Could you express the lines of the entries below as a JSON list of strings, one string per line and blank lines omitted, covering only the lines from the one containing "Trace the outline of every instance of the player in" up to and including the one containing "41), (121, 42)]"?

-- Start of ENTRIES SUPPLIED --

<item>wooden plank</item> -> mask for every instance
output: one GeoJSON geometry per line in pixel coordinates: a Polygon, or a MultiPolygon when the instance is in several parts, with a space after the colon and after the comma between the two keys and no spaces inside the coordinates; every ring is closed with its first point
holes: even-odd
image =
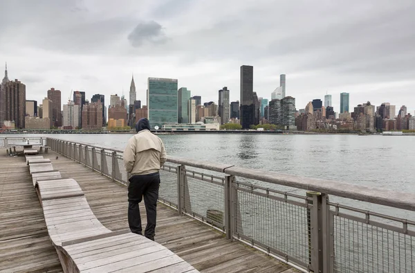
{"type": "Polygon", "coordinates": [[[50,163],[50,159],[49,159],[48,158],[28,159],[27,160],[28,165],[31,165],[31,164],[47,164],[47,163],[50,163]]]}
{"type": "MultiPolygon", "coordinates": [[[[117,270],[116,272],[119,273],[133,272],[148,272],[163,267],[168,267],[169,265],[174,265],[183,261],[183,259],[182,259],[179,256],[172,255],[167,257],[163,257],[162,258],[159,258],[155,261],[151,261],[147,263],[144,263],[138,265],[134,265],[132,267],[123,268],[120,270],[117,270]]],[[[197,270],[196,272],[199,272],[199,271],[197,270]]],[[[177,271],[176,271],[175,272],[177,272],[177,271]]]]}
{"type": "MultiPolygon", "coordinates": [[[[131,267],[130,267],[131,268],[131,267]]],[[[190,265],[185,261],[183,261],[181,263],[175,263],[174,265],[171,265],[169,266],[164,267],[163,268],[159,268],[151,271],[151,273],[171,273],[171,272],[187,272],[190,270],[194,270],[193,266],[190,265]]]]}
{"type": "Polygon", "coordinates": [[[102,272],[104,269],[107,272],[112,272],[172,255],[174,254],[169,249],[162,245],[156,245],[151,247],[77,265],[80,271],[88,270],[90,273],[102,272]]]}

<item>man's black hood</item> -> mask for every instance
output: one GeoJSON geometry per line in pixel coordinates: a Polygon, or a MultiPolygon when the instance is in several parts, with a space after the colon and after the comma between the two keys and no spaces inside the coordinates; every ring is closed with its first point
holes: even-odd
{"type": "Polygon", "coordinates": [[[137,132],[143,130],[150,130],[150,122],[147,118],[140,118],[138,122],[136,123],[136,131],[137,132]]]}

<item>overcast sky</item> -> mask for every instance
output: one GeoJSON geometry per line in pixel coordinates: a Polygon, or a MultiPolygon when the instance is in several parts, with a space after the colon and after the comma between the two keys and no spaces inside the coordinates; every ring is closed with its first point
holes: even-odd
{"type": "MultiPolygon", "coordinates": [[[[414,0],[0,0],[0,63],[41,100],[50,87],[137,98],[148,77],[178,79],[202,101],[254,66],[254,91],[270,98],[286,76],[297,109],[328,92],[353,107],[389,102],[415,110],[414,0]]],[[[3,75],[0,78],[3,78],[3,75]]],[[[143,103],[145,104],[145,103],[143,103]]],[[[353,109],[353,108],[352,108],[353,109]]]]}

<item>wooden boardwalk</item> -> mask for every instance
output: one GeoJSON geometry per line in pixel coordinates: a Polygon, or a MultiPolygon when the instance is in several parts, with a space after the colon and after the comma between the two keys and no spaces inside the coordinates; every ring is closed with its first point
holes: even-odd
{"type": "MultiPolygon", "coordinates": [[[[62,178],[75,179],[98,220],[107,228],[128,228],[127,188],[89,168],[50,152],[62,178]]],[[[143,225],[145,210],[141,207],[143,225]]],[[[162,204],[158,206],[156,241],[202,272],[296,272],[282,263],[162,204]]],[[[62,272],[47,233],[24,158],[0,154],[0,272],[62,272]]]]}

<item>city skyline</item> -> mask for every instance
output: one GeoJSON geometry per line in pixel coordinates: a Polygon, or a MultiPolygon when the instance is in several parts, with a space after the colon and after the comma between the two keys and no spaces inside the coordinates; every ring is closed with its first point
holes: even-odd
{"type": "Polygon", "coordinates": [[[39,93],[51,87],[62,91],[62,102],[71,89],[109,98],[122,94],[124,87],[128,98],[133,71],[141,101],[149,76],[177,78],[179,87],[187,87],[204,101],[216,100],[217,90],[227,86],[230,101],[236,101],[237,69],[243,64],[255,67],[253,91],[258,97],[270,99],[278,76],[285,73],[286,94],[297,98],[298,105],[322,99],[328,91],[335,109],[340,107],[340,94],[347,92],[351,105],[368,100],[374,105],[405,101],[408,112],[415,110],[415,53],[408,46],[413,35],[407,27],[415,21],[413,1],[302,1],[298,9],[290,2],[230,1],[226,5],[237,3],[237,10],[222,10],[218,8],[223,4],[216,0],[179,1],[174,8],[170,2],[158,1],[99,6],[88,1],[25,6],[6,1],[3,8],[21,13],[19,20],[11,14],[2,17],[8,24],[0,32],[0,63],[8,62],[9,78],[24,82],[27,99],[38,102],[44,96],[39,93]],[[276,8],[282,11],[279,20],[276,8]],[[50,24],[50,14],[59,14],[59,24],[50,24]],[[379,24],[392,17],[398,19],[379,24]],[[275,32],[279,35],[270,34],[275,32]],[[233,42],[225,47],[217,43],[221,39],[233,42]]]}

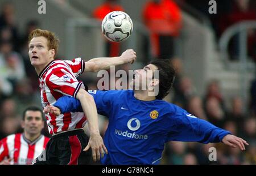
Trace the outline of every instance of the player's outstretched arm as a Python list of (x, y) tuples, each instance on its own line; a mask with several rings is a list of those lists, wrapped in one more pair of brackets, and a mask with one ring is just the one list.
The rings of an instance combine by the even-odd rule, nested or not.
[(232, 135), (227, 135), (225, 136), (222, 139), (222, 143), (233, 148), (238, 147), (242, 151), (245, 151), (245, 145), (249, 145), (247, 141), (242, 138)]
[(90, 134), (88, 144), (84, 151), (86, 151), (91, 148), (93, 160), (94, 161), (97, 160), (100, 160), (101, 154), (101, 157), (103, 157), (104, 152), (108, 153), (108, 150), (100, 134), (98, 115), (94, 100), (92, 96), (82, 88), (79, 89), (76, 98), (80, 101), (82, 110), (87, 118)]
[(127, 49), (119, 57), (102, 57), (92, 59), (85, 62), (85, 72), (98, 72), (109, 69), (112, 66), (127, 63), (133, 63), (136, 60), (136, 53), (133, 49)]
[(0, 165), (9, 165), (11, 164), (11, 158), (5, 159), (0, 162)]

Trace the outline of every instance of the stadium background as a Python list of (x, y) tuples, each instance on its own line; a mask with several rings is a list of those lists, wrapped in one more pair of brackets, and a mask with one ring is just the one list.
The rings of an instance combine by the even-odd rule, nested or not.
[[(209, 1), (170, 1), (179, 7), (181, 25), (171, 36), (170, 59), (177, 75), (166, 100), (243, 138), (250, 145), (241, 152), (221, 143), (172, 141), (166, 145), (162, 164), (255, 164), (255, 1), (216, 1), (217, 14), (210, 14)], [(45, 14), (38, 13), (38, 1), (0, 0), (0, 139), (22, 131), (21, 114), (26, 106), (41, 107), (37, 75), (27, 54), (31, 29), (56, 33), (61, 40), (57, 58), (81, 57), (88, 61), (107, 54), (101, 23), (92, 15), (104, 1), (47, 0)], [(143, 20), (149, 1), (117, 1), (134, 26), (132, 36), (118, 51), (131, 48), (137, 53), (135, 64), (120, 69), (141, 68), (157, 56), (152, 52), (150, 29)], [(80, 79), (89, 88), (97, 88), (97, 74)], [(100, 124), (104, 135), (105, 117), (100, 117)], [(43, 132), (47, 135), (46, 129)], [(217, 161), (208, 160), (211, 147), (217, 148)]]

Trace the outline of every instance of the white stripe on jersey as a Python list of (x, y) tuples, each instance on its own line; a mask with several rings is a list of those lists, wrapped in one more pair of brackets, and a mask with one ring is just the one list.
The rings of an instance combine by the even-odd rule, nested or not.
[[(51, 68), (52, 66), (53, 66), (52, 68)], [(75, 70), (75, 72), (76, 72), (76, 73), (74, 73), (72, 71), (73, 70)], [(55, 97), (59, 97), (59, 93), (60, 93), (63, 95), (73, 96), (76, 95), (79, 87), (80, 87), (81, 86), (81, 87), (85, 88), (82, 83), (79, 83), (76, 78), (77, 76), (79, 76), (82, 73), (84, 70), (84, 62), (80, 58), (76, 58), (73, 60), (73, 61), (57, 60), (52, 62), (52, 63), (51, 63), (48, 67), (46, 68), (46, 70), (43, 70), (42, 75), (40, 75), (40, 76), (39, 78), (39, 81), (40, 83), (40, 87), (41, 88), (41, 97), (42, 98), (43, 105), (44, 106), (46, 103), (51, 105), (53, 105), (56, 101)], [(55, 71), (56, 71), (56, 72), (61, 72), (63, 73), (64, 75), (65, 75), (65, 74), (67, 74), (67, 75), (68, 75), (68, 77), (73, 79), (73, 80), (75, 81), (76, 82), (73, 83), (68, 83), (68, 81), (65, 80), (64, 79), (60, 78), (61, 77), (59, 77), (60, 76), (58, 75), (58, 74), (53, 74), (53, 72)], [(49, 75), (51, 75), (49, 78), (48, 78), (48, 76)], [(62, 74), (60, 74), (60, 75), (62, 75)], [(47, 79), (48, 80), (46, 80)], [(48, 84), (46, 84), (47, 83), (53, 84), (52, 84), (52, 85), (55, 84), (60, 87), (71, 87), (71, 92), (70, 93), (69, 93), (69, 91), (65, 91), (65, 89), (61, 89), (61, 91), (59, 89), (57, 89), (55, 88), (53, 89), (54, 87), (51, 87), (51, 84), (50, 85), (47, 85)], [(45, 91), (45, 92), (43, 92), (43, 89), (44, 89), (44, 91)], [(63, 92), (63, 91), (65, 92)], [(57, 93), (57, 92), (58, 93)], [(67, 93), (72, 93), (73, 95), (67, 95)], [(47, 98), (47, 100), (44, 100), (44, 96), (43, 95), (44, 95), (44, 97)], [(60, 115), (56, 117), (56, 118), (55, 119), (55, 121), (56, 122), (56, 126), (55, 127), (54, 127), (53, 125), (50, 123), (50, 121), (51, 121), (50, 115), (49, 114), (46, 114), (46, 116), (48, 118), (47, 123), (48, 126), (49, 132), (51, 132), (50, 133), (51, 134), (52, 134), (52, 133), (56, 134), (56, 132), (58, 133), (63, 132), (62, 128), (64, 125), (64, 123), (63, 121), (64, 114), (61, 114)], [(71, 118), (71, 121), (68, 126), (67, 126), (67, 129), (65, 131), (75, 129), (77, 123), (84, 117), (84, 114), (82, 113), (79, 112), (73, 113), (71, 113), (71, 115), (69, 117)], [(53, 121), (53, 122), (55, 122)], [(77, 128), (80, 128), (82, 127), (85, 123), (86, 121), (81, 126), (80, 125), (79, 127), (77, 127)], [(57, 128), (56, 128), (56, 127), (57, 127)], [(53, 129), (56, 130), (56, 131), (55, 131)]]
[(28, 145), (24, 140), (23, 135), (20, 135), (20, 149), (19, 149), (19, 154), (18, 158), (19, 164), (26, 164), (27, 153), (28, 153)]
[(44, 149), (44, 136), (43, 136), (41, 139), (36, 142), (35, 147), (35, 153), (34, 154), (33, 159), (35, 159), (38, 157)]
[[(14, 154), (14, 139), (15, 138), (15, 135), (11, 135), (7, 137), (6, 143), (7, 144), (8, 151), (9, 151), (9, 156), (11, 160), (11, 164), (13, 164), (14, 161), (13, 160)], [(19, 149), (15, 149), (15, 150)]]

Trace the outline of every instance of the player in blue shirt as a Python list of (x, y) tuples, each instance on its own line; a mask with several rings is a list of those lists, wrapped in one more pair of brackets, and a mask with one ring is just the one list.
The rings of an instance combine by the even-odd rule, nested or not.
[[(154, 74), (155, 70), (159, 73), (158, 79)], [(174, 70), (168, 61), (155, 60), (143, 69), (136, 70), (131, 83), (134, 91), (89, 91), (98, 113), (109, 118), (104, 135), (109, 153), (101, 159), (102, 164), (159, 164), (164, 144), (171, 140), (222, 141), (245, 149), (244, 144), (248, 144), (242, 139), (162, 100), (170, 92), (174, 76)], [(141, 90), (142, 80), (147, 79), (150, 80), (147, 88)], [(141, 84), (136, 84), (136, 81)], [(158, 94), (149, 96), (152, 92), (150, 90), (156, 86)], [(46, 107), (44, 111), (56, 115), (60, 112), (82, 111), (79, 101), (71, 97), (59, 98), (55, 106)]]

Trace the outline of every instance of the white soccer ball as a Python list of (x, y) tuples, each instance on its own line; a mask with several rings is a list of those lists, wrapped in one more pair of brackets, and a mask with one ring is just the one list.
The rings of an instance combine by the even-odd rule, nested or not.
[(128, 38), (133, 29), (133, 22), (129, 15), (121, 11), (109, 13), (102, 20), (101, 29), (110, 41), (121, 42)]

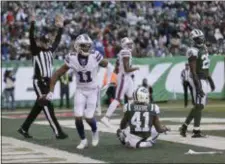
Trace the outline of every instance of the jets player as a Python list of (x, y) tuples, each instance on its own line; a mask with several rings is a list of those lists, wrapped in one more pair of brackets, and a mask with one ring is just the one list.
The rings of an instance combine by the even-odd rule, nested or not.
[(125, 37), (121, 40), (122, 50), (119, 52), (117, 57), (117, 65), (118, 65), (118, 82), (116, 88), (116, 97), (110, 104), (106, 115), (101, 119), (102, 123), (106, 126), (110, 127), (110, 117), (113, 112), (116, 110), (117, 106), (120, 104), (120, 100), (124, 98), (126, 94), (128, 97), (128, 101), (132, 101), (133, 94), (133, 80), (132, 73), (134, 71), (139, 70), (137, 67), (132, 67), (132, 49), (133, 49), (133, 41)]
[(124, 108), (124, 116), (117, 130), (122, 144), (132, 148), (152, 147), (159, 133), (170, 129), (159, 121), (159, 107), (149, 103), (149, 91), (139, 87), (134, 92), (134, 102)]
[(193, 47), (187, 50), (188, 62), (191, 71), (191, 85), (193, 88), (195, 105), (191, 109), (184, 124), (180, 128), (180, 134), (186, 137), (188, 125), (194, 119), (193, 138), (204, 137), (200, 131), (202, 110), (206, 105), (207, 90), (210, 84), (211, 90), (215, 89), (214, 82), (209, 74), (209, 54), (205, 45), (204, 34), (199, 29), (191, 31), (190, 36), (194, 42)]
[(98, 95), (97, 71), (99, 66), (107, 67), (108, 61), (103, 59), (97, 51), (91, 49), (92, 44), (92, 40), (87, 34), (79, 35), (76, 38), (74, 45), (76, 52), (67, 55), (65, 64), (54, 73), (50, 83), (51, 92), (46, 96), (46, 99), (52, 99), (57, 79), (70, 68), (74, 70), (77, 86), (74, 97), (74, 116), (77, 132), (81, 138), (77, 149), (84, 149), (88, 146), (84, 133), (83, 116), (92, 130), (92, 145), (97, 146), (99, 142), (94, 118)]

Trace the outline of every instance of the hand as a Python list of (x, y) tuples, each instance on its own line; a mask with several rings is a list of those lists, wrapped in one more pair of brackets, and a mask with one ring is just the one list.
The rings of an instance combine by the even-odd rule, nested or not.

-- End of ENTRIES SUPPLIED --

* _THE RESPONSE_
[
  "Trace the outline of every instance of the player in blue shirt as a Python list of (x, y) tuples, each instance on its own line; a mask with several rings is a list of those lists, wrapped in one more pair of brackets, and a mask with one ring is just the one list.",
  "The rings of an instance combine by the even-odd rule, nested or not.",
  "[[(154, 74), (155, 70), (159, 73), (158, 79)], [(174, 70), (168, 61), (155, 60), (143, 69), (136, 70), (131, 83), (134, 91), (89, 91), (98, 113), (109, 118), (104, 135), (109, 153), (101, 159), (102, 164), (159, 164), (164, 144), (171, 140), (222, 141), (245, 149), (244, 144), (248, 144), (242, 139), (162, 100), (170, 92), (174, 76)], [(141, 90), (142, 80), (147, 79), (150, 80), (147, 88)], [(141, 84), (136, 84), (136, 81)], [(158, 94), (149, 96), (152, 92), (150, 90), (156, 86)], [(46, 107), (44, 111), (56, 115), (60, 112), (82, 111), (79, 101), (71, 97), (59, 98), (55, 106)]]",
  "Trace the outline of every instance of the white soccer ball as a Python list of (x, y) tuples, each instance on its own line; a mask with several rings is a list of those lists, wrapped in one more pair of brackets, and a mask with one ring is just the one list.",
  "The rings of an instance combine by the even-odd rule, nested or not.",
  "[(128, 38), (133, 29), (133, 22), (129, 15), (121, 11), (109, 13), (102, 20), (101, 29), (110, 41), (121, 42)]"
]